▶ **Data shown**
+--

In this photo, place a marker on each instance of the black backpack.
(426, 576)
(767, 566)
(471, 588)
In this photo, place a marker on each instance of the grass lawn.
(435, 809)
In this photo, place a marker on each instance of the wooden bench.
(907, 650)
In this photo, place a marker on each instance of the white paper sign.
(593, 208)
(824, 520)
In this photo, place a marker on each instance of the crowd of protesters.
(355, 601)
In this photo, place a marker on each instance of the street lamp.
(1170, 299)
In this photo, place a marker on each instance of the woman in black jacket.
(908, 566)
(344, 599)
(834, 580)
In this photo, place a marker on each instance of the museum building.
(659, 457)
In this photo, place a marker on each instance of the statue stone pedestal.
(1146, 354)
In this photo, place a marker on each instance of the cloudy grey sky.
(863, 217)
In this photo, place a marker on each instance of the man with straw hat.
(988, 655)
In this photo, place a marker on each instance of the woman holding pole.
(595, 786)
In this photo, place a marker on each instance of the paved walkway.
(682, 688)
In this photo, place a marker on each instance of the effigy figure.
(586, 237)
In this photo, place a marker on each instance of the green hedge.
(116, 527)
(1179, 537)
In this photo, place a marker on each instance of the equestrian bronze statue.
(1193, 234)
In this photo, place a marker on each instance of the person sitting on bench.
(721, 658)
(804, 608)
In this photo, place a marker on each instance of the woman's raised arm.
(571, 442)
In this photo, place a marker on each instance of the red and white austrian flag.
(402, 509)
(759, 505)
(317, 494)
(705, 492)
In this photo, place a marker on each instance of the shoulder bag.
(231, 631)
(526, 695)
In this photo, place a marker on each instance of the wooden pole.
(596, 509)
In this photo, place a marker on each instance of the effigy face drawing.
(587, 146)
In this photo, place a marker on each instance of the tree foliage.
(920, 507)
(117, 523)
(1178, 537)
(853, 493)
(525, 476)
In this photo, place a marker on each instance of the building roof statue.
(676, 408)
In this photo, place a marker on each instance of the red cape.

+--

▶ **Problem description**
Using the data above, reproduce every line exactly.

▶ **Task answer**
In this photo, place a marker on each instance of the black backpack.
(426, 576)
(767, 566)
(471, 588)
In this photo, place a marker on each instance of the grass lawn.
(435, 809)
In this photo, place a marker on each instance of the wooden bench.
(907, 650)
In this photo, place a marker on each instance of the white paper sign.
(593, 208)
(824, 520)
In this photo, place a marker on each instance of the crowd of protesters.
(355, 601)
In this photo, place a marker on each instance of the street lamp.
(1170, 299)
In this photo, place a marker on each instance of the woman in black jacket.
(908, 566)
(344, 599)
(834, 580)
In this photo, place a marker on each instance of the museum building.
(659, 457)
In this photo, place a marker on each instance of the statue stone pedestal.
(1146, 354)
In this photo, place a marker on each instance of the cloudy grey sky.
(863, 217)
In this photo, place a marker on each instance of the man with straw hat.
(988, 655)
In this photo, place a marker on each instance of the woman holding pole.
(595, 786)
In this photo, place a marker on each instance of the paved walkway.
(682, 688)
In this photo, place a marker on each instance of the effigy figure.
(586, 237)
In this photo, place a marker on each instance of the green hedge.
(116, 527)
(1179, 537)
In this photo, place a marker on each instance of the equestrian bronze statue.
(1193, 234)
In this photo, place a marker on each instance of the person sitting on bench.
(721, 658)
(804, 608)
In this photo, place a marker on each instance of the woman's raised arm.
(571, 442)
In this photo, place a marker on each instance of the red and white austrian flag.
(402, 509)
(759, 505)
(317, 494)
(705, 492)
In this photo, place a marker on each instance of the shoulder bag.
(231, 631)
(526, 695)
In this photo, place a marker on each instance of the wooden pole.
(596, 509)
In this photo, place a marker on each instance of the effigy face drawing.
(587, 146)
In this photo, place a marker on each instance of the tree foliage.
(920, 507)
(117, 523)
(1178, 537)
(853, 493)
(525, 476)
In this photo, place a marker on each instance of the building roof statue.
(676, 408)
In this photo, place a marker on each instance of the red cape.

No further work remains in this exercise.